### Task prompt
Repeat the entries in full. Each line must match exactly.

Point localization data
——————
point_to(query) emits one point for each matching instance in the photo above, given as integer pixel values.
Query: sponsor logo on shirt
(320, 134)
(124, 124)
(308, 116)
——————
### Task result
point_to(query) emits one point for each matching instance in the photo above, given as integer pixel values.
Query: sponsor logo on shirt
(320, 134)
(124, 124)
(308, 116)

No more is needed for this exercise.